• _Work required_: Rewrite the lines below, from the one containing "Mark every instance of the church facade" up to and including the one containing "<point>91,285</point>", as a numbered list, leaving out any blank lines.
═══ Material ═══
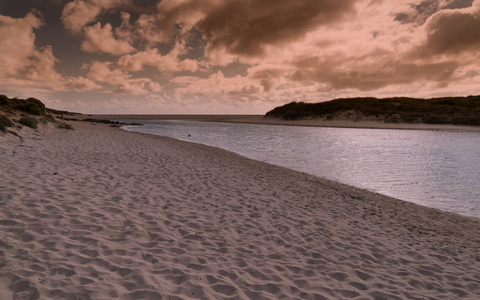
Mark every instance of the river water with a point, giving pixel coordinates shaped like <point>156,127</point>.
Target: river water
<point>439,169</point>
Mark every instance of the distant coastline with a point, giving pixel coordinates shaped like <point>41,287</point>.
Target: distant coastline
<point>262,120</point>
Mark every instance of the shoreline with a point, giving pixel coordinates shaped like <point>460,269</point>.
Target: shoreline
<point>261,120</point>
<point>101,212</point>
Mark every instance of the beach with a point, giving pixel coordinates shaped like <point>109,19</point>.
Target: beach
<point>101,213</point>
<point>260,119</point>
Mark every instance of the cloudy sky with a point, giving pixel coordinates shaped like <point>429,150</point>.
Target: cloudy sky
<point>234,56</point>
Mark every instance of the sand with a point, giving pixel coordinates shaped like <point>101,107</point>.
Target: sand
<point>102,213</point>
<point>259,119</point>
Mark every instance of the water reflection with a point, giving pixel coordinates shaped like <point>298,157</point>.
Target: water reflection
<point>436,169</point>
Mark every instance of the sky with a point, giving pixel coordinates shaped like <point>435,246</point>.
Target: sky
<point>234,56</point>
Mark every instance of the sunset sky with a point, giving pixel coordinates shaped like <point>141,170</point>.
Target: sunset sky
<point>234,56</point>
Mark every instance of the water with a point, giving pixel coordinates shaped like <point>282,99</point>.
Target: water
<point>439,169</point>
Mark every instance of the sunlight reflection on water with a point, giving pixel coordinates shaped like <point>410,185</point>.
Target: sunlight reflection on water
<point>432,168</point>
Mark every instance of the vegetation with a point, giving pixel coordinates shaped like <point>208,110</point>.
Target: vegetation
<point>31,122</point>
<point>65,126</point>
<point>28,108</point>
<point>448,110</point>
<point>4,123</point>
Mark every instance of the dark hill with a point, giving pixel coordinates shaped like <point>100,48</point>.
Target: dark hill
<point>449,110</point>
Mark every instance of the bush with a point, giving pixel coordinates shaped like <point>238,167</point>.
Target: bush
<point>5,122</point>
<point>64,126</point>
<point>29,122</point>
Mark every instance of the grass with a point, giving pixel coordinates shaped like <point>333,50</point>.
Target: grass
<point>448,110</point>
<point>4,123</point>
<point>28,121</point>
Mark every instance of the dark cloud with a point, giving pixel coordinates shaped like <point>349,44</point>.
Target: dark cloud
<point>347,73</point>
<point>419,13</point>
<point>452,33</point>
<point>458,4</point>
<point>245,27</point>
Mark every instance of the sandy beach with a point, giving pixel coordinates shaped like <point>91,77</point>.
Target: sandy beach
<point>102,213</point>
<point>260,119</point>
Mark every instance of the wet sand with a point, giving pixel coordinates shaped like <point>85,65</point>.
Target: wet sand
<point>102,213</point>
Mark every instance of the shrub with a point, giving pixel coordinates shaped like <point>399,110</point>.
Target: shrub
<point>5,122</point>
<point>64,126</point>
<point>29,122</point>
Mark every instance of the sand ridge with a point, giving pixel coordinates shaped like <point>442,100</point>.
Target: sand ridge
<point>101,213</point>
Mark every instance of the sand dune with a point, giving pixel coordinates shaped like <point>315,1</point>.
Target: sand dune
<point>101,213</point>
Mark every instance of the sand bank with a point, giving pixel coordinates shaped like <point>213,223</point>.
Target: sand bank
<point>259,119</point>
<point>101,213</point>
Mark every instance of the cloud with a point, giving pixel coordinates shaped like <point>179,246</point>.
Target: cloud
<point>80,84</point>
<point>122,82</point>
<point>163,63</point>
<point>419,13</point>
<point>452,32</point>
<point>246,27</point>
<point>24,66</point>
<point>79,13</point>
<point>18,41</point>
<point>78,16</point>
<point>101,39</point>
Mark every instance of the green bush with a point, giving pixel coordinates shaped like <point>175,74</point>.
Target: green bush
<point>4,123</point>
<point>29,122</point>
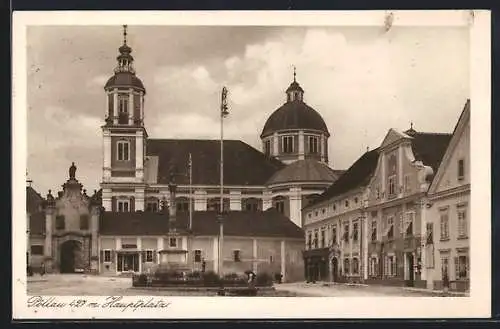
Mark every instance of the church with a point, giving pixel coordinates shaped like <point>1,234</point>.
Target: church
<point>164,200</point>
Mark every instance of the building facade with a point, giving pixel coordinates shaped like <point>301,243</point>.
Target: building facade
<point>448,225</point>
<point>149,188</point>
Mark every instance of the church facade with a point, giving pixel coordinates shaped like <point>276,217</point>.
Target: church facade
<point>160,199</point>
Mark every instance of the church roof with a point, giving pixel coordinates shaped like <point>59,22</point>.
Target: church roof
<point>307,170</point>
<point>33,200</point>
<point>357,175</point>
<point>126,80</point>
<point>294,115</point>
<point>269,223</point>
<point>430,147</point>
<point>243,164</point>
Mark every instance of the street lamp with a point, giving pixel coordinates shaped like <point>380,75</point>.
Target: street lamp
<point>223,113</point>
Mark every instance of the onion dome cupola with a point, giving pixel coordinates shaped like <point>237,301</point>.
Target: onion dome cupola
<point>125,91</point>
<point>295,131</point>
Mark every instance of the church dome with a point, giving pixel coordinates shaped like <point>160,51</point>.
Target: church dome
<point>295,114</point>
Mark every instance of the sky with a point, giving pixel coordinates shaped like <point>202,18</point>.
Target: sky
<point>362,80</point>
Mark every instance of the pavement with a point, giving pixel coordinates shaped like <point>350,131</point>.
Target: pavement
<point>91,285</point>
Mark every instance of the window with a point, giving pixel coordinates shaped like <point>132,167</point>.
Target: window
<point>107,256</point>
<point>347,270</point>
<point>392,185</point>
<point>372,269</point>
<point>445,233</point>
<point>60,223</point>
<point>280,206</point>
<point>197,256</point>
<point>355,266</point>
<point>346,233</point>
<point>461,267</point>
<point>123,205</point>
<point>462,222</point>
<point>123,149</point>
<point>37,250</point>
<point>236,255</point>
<point>313,144</point>
<point>152,206</point>
<point>287,144</point>
<point>123,104</point>
<point>267,147</point>
<point>407,183</point>
<point>374,230</point>
<point>461,169</point>
<point>430,233</point>
<point>149,256</point>
<point>445,266</point>
<point>410,218</point>
<point>334,235</point>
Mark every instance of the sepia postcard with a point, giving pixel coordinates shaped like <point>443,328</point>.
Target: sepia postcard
<point>270,164</point>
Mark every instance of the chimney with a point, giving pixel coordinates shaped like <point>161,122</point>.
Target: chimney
<point>172,209</point>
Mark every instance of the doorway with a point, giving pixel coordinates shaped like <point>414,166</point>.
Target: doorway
<point>335,269</point>
<point>70,250</point>
<point>410,268</point>
<point>128,262</point>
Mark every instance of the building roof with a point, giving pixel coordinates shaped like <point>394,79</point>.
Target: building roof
<point>307,170</point>
<point>243,164</point>
<point>429,147</point>
<point>357,175</point>
<point>37,223</point>
<point>33,200</point>
<point>294,115</point>
<point>269,223</point>
<point>124,79</point>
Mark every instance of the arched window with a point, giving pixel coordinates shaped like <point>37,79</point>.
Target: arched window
<point>251,204</point>
<point>279,204</point>
<point>123,150</point>
<point>182,204</point>
<point>152,204</point>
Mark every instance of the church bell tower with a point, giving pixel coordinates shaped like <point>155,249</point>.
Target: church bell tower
<point>124,136</point>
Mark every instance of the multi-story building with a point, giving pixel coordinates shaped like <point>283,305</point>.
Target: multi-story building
<point>375,224</point>
<point>448,213</point>
<point>335,225</point>
<point>150,186</point>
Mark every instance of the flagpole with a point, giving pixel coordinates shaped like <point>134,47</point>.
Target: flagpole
<point>190,192</point>
<point>223,113</point>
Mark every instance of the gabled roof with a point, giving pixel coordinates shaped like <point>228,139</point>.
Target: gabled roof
<point>307,170</point>
<point>429,148</point>
<point>357,175</point>
<point>243,164</point>
<point>269,223</point>
<point>33,200</point>
<point>457,132</point>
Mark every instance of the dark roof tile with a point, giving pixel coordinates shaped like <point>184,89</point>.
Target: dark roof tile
<point>243,164</point>
<point>269,223</point>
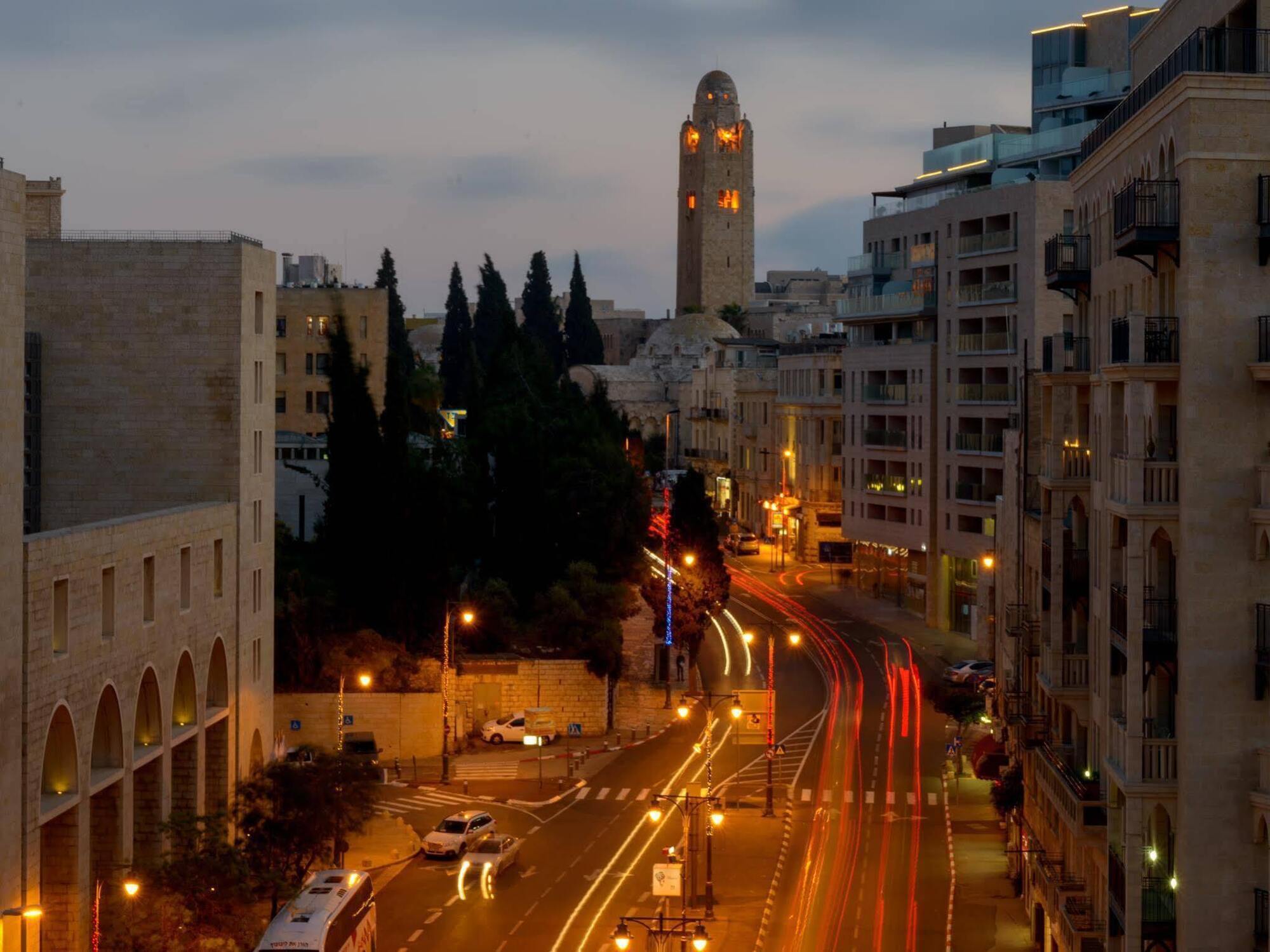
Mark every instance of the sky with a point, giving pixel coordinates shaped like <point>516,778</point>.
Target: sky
<point>449,128</point>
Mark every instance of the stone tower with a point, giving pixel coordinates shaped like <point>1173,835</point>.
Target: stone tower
<point>716,206</point>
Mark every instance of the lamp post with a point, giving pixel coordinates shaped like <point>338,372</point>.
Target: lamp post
<point>709,701</point>
<point>688,805</point>
<point>467,617</point>
<point>796,639</point>
<point>661,931</point>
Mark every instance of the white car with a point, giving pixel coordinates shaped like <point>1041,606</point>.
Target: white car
<point>457,835</point>
<point>511,728</point>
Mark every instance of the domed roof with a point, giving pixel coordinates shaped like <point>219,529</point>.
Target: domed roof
<point>717,86</point>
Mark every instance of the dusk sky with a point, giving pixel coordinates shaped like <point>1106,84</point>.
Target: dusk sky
<point>449,128</point>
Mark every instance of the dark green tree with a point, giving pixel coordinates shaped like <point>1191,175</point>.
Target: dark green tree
<point>495,321</point>
<point>457,344</point>
<point>399,343</point>
<point>542,311</point>
<point>582,339</point>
═══
• _Answer in full_:
1. Mark every instance of the church facade with a point, giving pixel coordinates shaped like <point>276,217</point>.
2. Target: church facade
3. <point>160,199</point>
4. Mark every instance of the church roof with a point, giving pixel coordinates shaped like <point>59,22</point>.
5. Target: church roof
6. <point>307,170</point>
7. <point>33,200</point>
8. <point>357,175</point>
9. <point>126,80</point>
10. <point>294,115</point>
11. <point>269,223</point>
12. <point>430,147</point>
13. <point>243,164</point>
14. Mark every instance of the street lamp with a point, giving pixel coordinates shaped like <point>380,75</point>.
15. Target: street lamp
16. <point>223,113</point>
17. Mark every instance of the onion dome cupola with a point, giving pixel coordinates shaped like <point>237,301</point>.
18. Target: onion dome cupola
19. <point>125,91</point>
20. <point>295,131</point>
21. Mark every instance of the church dome with a point, giving pixel coordinates shaped like <point>160,51</point>.
22. Target: church dome
23. <point>295,114</point>
24. Mark every instance of the sky with a point, giving pixel coordinates shaped like <point>202,18</point>.
25. Target: sky
26. <point>362,80</point>
27. Mark every instance of the pavement with a point, giving pixel coordinates shaped like <point>350,131</point>.
28. Target: pavement
29. <point>91,285</point>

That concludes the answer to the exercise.